Direction:
Format the records below as a JSON list of strings, one string per line, leaving out any blank lines.

********************

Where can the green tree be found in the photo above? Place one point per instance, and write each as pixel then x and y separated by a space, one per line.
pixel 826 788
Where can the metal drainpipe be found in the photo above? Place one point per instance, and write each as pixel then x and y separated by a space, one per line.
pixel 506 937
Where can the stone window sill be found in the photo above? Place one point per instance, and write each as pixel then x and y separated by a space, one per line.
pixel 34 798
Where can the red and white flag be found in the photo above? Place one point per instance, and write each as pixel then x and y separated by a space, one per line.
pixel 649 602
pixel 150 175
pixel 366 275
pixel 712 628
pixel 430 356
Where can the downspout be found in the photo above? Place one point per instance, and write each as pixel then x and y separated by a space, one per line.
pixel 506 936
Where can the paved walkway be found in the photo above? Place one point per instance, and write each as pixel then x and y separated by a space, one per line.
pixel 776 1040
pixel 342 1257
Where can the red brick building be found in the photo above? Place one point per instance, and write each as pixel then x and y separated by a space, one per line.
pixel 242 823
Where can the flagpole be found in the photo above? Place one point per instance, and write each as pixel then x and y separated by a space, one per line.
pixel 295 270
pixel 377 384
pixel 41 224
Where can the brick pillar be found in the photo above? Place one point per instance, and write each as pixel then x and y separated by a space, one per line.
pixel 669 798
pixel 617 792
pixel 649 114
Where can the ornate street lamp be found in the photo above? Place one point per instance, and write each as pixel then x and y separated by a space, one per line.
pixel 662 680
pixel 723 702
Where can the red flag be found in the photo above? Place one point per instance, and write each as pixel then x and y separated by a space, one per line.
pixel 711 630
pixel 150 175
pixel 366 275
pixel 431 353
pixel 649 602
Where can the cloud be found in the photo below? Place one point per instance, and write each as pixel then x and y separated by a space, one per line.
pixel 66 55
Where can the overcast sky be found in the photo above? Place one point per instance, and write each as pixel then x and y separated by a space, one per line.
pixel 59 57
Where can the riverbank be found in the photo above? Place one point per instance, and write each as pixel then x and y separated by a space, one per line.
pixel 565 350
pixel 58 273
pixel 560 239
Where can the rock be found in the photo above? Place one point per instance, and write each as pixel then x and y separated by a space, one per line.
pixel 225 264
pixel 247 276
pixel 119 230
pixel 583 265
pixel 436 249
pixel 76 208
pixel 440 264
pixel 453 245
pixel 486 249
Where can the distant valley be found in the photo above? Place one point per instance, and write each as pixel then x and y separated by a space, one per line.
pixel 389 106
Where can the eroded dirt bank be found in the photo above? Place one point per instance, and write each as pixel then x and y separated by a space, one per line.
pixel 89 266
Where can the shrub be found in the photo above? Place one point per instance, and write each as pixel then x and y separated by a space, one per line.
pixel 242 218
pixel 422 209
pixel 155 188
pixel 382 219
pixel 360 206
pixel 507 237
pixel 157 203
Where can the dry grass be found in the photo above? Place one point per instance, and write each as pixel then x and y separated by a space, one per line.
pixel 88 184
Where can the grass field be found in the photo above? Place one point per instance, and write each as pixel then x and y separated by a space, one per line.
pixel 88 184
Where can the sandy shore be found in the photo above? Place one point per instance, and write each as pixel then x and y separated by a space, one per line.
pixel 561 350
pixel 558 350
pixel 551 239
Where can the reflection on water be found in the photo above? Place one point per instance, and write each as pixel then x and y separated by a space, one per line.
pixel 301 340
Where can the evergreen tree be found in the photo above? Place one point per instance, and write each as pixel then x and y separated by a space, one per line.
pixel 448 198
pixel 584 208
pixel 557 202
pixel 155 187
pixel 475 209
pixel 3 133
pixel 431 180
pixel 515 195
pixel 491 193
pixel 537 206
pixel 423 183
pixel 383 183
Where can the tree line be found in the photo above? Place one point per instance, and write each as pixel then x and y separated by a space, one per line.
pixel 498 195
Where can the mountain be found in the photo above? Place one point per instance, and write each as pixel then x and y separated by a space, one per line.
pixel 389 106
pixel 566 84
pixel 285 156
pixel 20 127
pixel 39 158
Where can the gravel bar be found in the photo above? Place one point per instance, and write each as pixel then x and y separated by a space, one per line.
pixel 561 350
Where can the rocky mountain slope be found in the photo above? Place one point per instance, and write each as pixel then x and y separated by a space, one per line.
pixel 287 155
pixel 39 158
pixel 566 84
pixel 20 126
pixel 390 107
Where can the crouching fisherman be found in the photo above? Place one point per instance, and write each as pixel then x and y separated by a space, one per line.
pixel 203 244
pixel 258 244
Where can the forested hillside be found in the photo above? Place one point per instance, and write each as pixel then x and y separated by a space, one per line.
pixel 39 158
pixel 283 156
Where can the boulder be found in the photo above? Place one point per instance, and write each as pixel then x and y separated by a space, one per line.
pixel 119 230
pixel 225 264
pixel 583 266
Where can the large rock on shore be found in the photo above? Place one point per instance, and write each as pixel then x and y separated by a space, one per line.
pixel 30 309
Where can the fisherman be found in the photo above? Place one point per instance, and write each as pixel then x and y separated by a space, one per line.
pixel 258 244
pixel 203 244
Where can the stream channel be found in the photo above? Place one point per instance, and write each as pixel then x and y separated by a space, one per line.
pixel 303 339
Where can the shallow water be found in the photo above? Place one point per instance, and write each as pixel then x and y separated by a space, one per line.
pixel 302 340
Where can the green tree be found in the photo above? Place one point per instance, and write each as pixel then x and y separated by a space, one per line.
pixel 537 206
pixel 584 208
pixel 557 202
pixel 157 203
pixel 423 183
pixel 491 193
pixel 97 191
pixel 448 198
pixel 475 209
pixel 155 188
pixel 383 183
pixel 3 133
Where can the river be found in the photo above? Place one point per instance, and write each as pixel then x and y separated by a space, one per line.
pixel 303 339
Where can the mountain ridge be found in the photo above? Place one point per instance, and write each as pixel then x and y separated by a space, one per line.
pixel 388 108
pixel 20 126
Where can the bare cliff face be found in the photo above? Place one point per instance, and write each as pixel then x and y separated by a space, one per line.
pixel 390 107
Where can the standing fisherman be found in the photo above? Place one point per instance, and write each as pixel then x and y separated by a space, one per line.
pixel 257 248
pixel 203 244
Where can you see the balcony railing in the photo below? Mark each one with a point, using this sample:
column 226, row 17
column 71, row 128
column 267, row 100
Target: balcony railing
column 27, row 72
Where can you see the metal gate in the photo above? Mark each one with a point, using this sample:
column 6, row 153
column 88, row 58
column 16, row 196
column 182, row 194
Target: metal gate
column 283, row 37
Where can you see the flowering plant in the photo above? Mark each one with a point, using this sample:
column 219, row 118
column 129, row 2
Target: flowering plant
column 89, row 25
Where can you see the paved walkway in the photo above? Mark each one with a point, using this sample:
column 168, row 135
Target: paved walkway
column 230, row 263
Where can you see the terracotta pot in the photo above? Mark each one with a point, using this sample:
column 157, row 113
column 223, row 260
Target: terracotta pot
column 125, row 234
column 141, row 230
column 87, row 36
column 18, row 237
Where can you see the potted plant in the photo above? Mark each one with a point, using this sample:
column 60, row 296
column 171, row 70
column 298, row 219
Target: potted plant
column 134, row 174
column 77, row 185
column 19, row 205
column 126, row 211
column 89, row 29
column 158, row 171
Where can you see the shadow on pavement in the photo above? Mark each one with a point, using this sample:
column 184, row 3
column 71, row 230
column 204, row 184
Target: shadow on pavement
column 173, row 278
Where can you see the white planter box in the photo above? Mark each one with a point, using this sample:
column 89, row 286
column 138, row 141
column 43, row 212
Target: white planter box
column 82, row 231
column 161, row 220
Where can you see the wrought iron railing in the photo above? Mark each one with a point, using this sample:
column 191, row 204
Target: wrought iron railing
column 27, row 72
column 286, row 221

********************

Solved problem:
[
  "Where can the green tree be found in the photo above? Place one point per instance, and write each as pixel then x and y separated by a space, one per line.",
  "pixel 826 788",
  "Where can the metal drainpipe be found in the photo above? Place one point per instance, and write each as pixel then x and y separated by a space, one per line.",
  "pixel 506 937",
  "Where can the stone window sill be found in the photo above? Place one point per instance, and write each as pixel then x and y separated by a space, one per line.",
  "pixel 34 798",
  "Where can the red and white flag be found in the photo above? Place one point per instance, and write each as pixel then x and y separated by a space, one per line.",
  "pixel 649 602",
  "pixel 150 175",
  "pixel 366 275",
  "pixel 712 628",
  "pixel 430 356",
  "Where can the downspout be found in the photo above? Place one point per instance, and write each as pixel then x and y separated by a space, one per line.",
  "pixel 506 936",
  "Where can the paved walkway be found in the photo above? Place one point per instance, and write each as pixel then x and y separated by a space, one per line.",
  "pixel 776 1040",
  "pixel 342 1257",
  "Where can the red brick building be found in the photo above? Place one point per instance, and write each as pixel then x and y separated by a space, one per line.",
  "pixel 242 823",
  "Where can the flagpole be found in the photo above? Place one point per instance, and write each as pixel then x and y separated by a space, one per line.",
  "pixel 295 270",
  "pixel 377 384",
  "pixel 41 224",
  "Where can the brick pillar be found in the photo above? Place one point per instance, and write each as pixel then x and y separated by a space, one per line.",
  "pixel 669 798",
  "pixel 617 792",
  "pixel 649 114",
  "Where can the ornate street lamp be found in the photo above? Place one point per instance, and write each as pixel then x and y separated by a space, one per line.",
  "pixel 662 680",
  "pixel 723 702",
  "Where can the red flag be found in the photo above? Place one point per instance, and write each as pixel then x and y separated by a space, one per line.",
  "pixel 711 630",
  "pixel 150 175",
  "pixel 366 275",
  "pixel 431 353",
  "pixel 649 602",
  "Where can the cloud be found in the photo below? Place one point per instance, and write each as pixel then x and y separated by a space, one per line.",
  "pixel 66 55",
  "Where can the overcast sky be found in the photo above? Place one point per instance, and write each as pixel then x and y separated by a space, one per line.",
  "pixel 59 57",
  "Where can the riverbank be found in the photo above? Place one point per instance, and write each as pixel then x and y separated by a space, one per line.",
  "pixel 565 350",
  "pixel 58 273",
  "pixel 560 239",
  "Where can the rock be found in the photo above? Place one point per instance, and write each as pixel then x and y separated by a space, one per line.",
  "pixel 225 264",
  "pixel 247 276",
  "pixel 119 230",
  "pixel 583 265",
  "pixel 436 249",
  "pixel 76 208",
  "pixel 440 264",
  "pixel 453 245",
  "pixel 486 249",
  "Where can the distant valley be found in the photo above? Place one point per instance, and write each as pixel then x and y separated by a space, one per line.",
  "pixel 389 106",
  "Where can the eroded dirt bank be found in the photo above? Place one point per instance, and write each as pixel then x and y separated by a space, one per line.",
  "pixel 89 266",
  "Where can the shrub be found in the photo above? Place one point per instance, and write each as pixel then x and y separated by a space, one per line.",
  "pixel 242 218",
  "pixel 422 209",
  "pixel 155 188",
  "pixel 382 219",
  "pixel 360 206",
  "pixel 507 237",
  "pixel 157 203",
  "Where can the dry grass be found in the photo above? Place one point per instance, and write each as pixel then x and y separated by a space, one per line.",
  "pixel 88 184",
  "Where can the grass field be found in the photo above? Place one point per instance, and write each as pixel then x and y separated by a space, one per line.",
  "pixel 88 184",
  "Where can the sandy shore be found in the photo above? Place one point per instance, and write each as pixel then x and y separated by a space, one per line.",
  "pixel 561 350",
  "pixel 558 350",
  "pixel 551 239",
  "Where can the reflection on water be found in the photo above? Place one point per instance, and write each as pixel then x and y separated by a space, one per line.",
  "pixel 301 340",
  "Where can the evergreen tree be found in the photo above? Place one point per instance, and write each as pixel then x and y separated by a space, one per line.",
  "pixel 448 198",
  "pixel 584 208",
  "pixel 557 202",
  "pixel 155 187",
  "pixel 475 209",
  "pixel 3 133",
  "pixel 431 180",
  "pixel 515 195",
  "pixel 491 193",
  "pixel 537 206",
  "pixel 423 183",
  "pixel 383 183",
  "Where can the tree line be found in the photo above? Place one point per instance, and write each as pixel then x and y separated by a space, one per line.",
  "pixel 498 195",
  "Where can the mountain be found in the photo above? Place one point per instance, and write each as pixel then x and y separated by a space, one per line.",
  "pixel 389 106",
  "pixel 566 84",
  "pixel 285 156",
  "pixel 20 127",
  "pixel 39 158",
  "Where can the gravel bar be found in the photo above? Place one point per instance, and write each as pixel then x and y separated by a space, one per line.",
  "pixel 561 350",
  "Where can the rocky mountain slope be found in the photo above? Place one point per instance, and write each as pixel then x and y separated by a space, one per line.",
  "pixel 287 155",
  "pixel 39 158",
  "pixel 566 84",
  "pixel 20 126",
  "pixel 390 107",
  "Where can the crouching fisherman be found in the photo above? Place one point per instance, and write each as pixel then x and y separated by a space, one per line.",
  "pixel 203 244",
  "pixel 258 244",
  "Where can the forested hillside be found in the photo above? Place one point per instance, and write each as pixel then x and y separated by a space, one per line.",
  "pixel 39 158",
  "pixel 283 156",
  "Where can the boulder be found in the photo above? Place one point per instance, and write each as pixel then x and y separated by a space, one per line.",
  "pixel 119 230",
  "pixel 225 264",
  "pixel 583 266",
  "Where can the large rock on shore be found in the photo above? Place one point per instance, and write each as pixel then x and y separated by a space, one per line.",
  "pixel 30 309",
  "Where can the fisherman be found in the photo above? Place one point per instance, and write each as pixel then x and y separated by a space, one per line.",
  "pixel 258 244",
  "pixel 203 244",
  "Where can the stream channel be found in the photo above? Place one point per instance, and write each as pixel then x and y separated by a space, one per line.",
  "pixel 303 339",
  "Where can the shallow water be found in the photo above? Place one point per instance, and write each as pixel then x and y separated by a space, one per line.",
  "pixel 302 340",
  "Where can the green tree be found in the photo above? Place one point per instance, and write each as pixel then x and y separated by a space, one per line.",
  "pixel 537 206",
  "pixel 584 208",
  "pixel 557 202",
  "pixel 157 203",
  "pixel 423 183",
  "pixel 491 193",
  "pixel 97 191",
  "pixel 448 198",
  "pixel 475 209",
  "pixel 155 188",
  "pixel 383 183",
  "pixel 3 133",
  "Where can the river be found in the photo above? Place one point per instance, and write each as pixel then x and y separated by a space, one per line.",
  "pixel 303 339",
  "Where can the mountain ridge be found in the photo above? Place one point per instance, and write each as pixel then x and y separated by a space, one per line.",
  "pixel 388 108",
  "pixel 20 126",
  "Where can the bare cliff face be found in the photo above? Place one point per instance, and write each as pixel then x and y separated by a space, one per line.",
  "pixel 390 107",
  "Where can the standing fisherman be found in the photo above? Place one point per instance, and write each as pixel then x and y separated by a space, one per line.",
  "pixel 257 248",
  "pixel 203 244",
  "Where can you see the balcony railing in the photo below? Mark each one with a point, using this sample:",
  "column 226, row 17",
  "column 71, row 128",
  "column 267, row 100",
  "Target: balcony railing",
  "column 27, row 72",
  "Where can you see the metal gate in the photo above? Mark each one with a point, using this sample:",
  "column 6, row 153",
  "column 88, row 58",
  "column 16, row 196",
  "column 182, row 194",
  "Target: metal gate",
  "column 283, row 37",
  "Where can you see the flowering plant in the photo above? Mark each one with a point, using this sample:",
  "column 219, row 118",
  "column 129, row 2",
  "Target: flowering plant",
  "column 89, row 25",
  "Where can you see the paved walkway in the photo above? Mark each one with a point, using this sample:",
  "column 168, row 135",
  "Target: paved walkway",
  "column 230, row 263",
  "Where can you see the terracotta pot in the photo above? Mark each one with a point, using this sample:",
  "column 157, row 113",
  "column 223, row 260",
  "Target: terracotta pot",
  "column 125, row 234",
  "column 141, row 230",
  "column 87, row 36",
  "column 18, row 237",
  "Where can you see the potted plant in the photo above? Mark each one with a point, using this sample:",
  "column 60, row 296",
  "column 171, row 70",
  "column 298, row 219",
  "Target: potted plant",
  "column 134, row 174",
  "column 77, row 185",
  "column 19, row 205",
  "column 126, row 211",
  "column 89, row 29",
  "column 158, row 171",
  "Where can you see the shadow on pavement in the photo above? Mark each one with a point, using this sample:",
  "column 184, row 3",
  "column 71, row 230",
  "column 204, row 184",
  "Target: shadow on pavement",
  "column 173, row 278",
  "Where can you see the white planter box in the photo above? Mark each one with a point, using this sample:",
  "column 89, row 286",
  "column 138, row 141",
  "column 43, row 212",
  "Target: white planter box",
  "column 82, row 231",
  "column 161, row 220",
  "Where can you see the wrought iron railing in the photo above? Mark each one with a point, using this sample:",
  "column 191, row 204",
  "Target: wrought iron railing",
  "column 27, row 72",
  "column 286, row 221"
]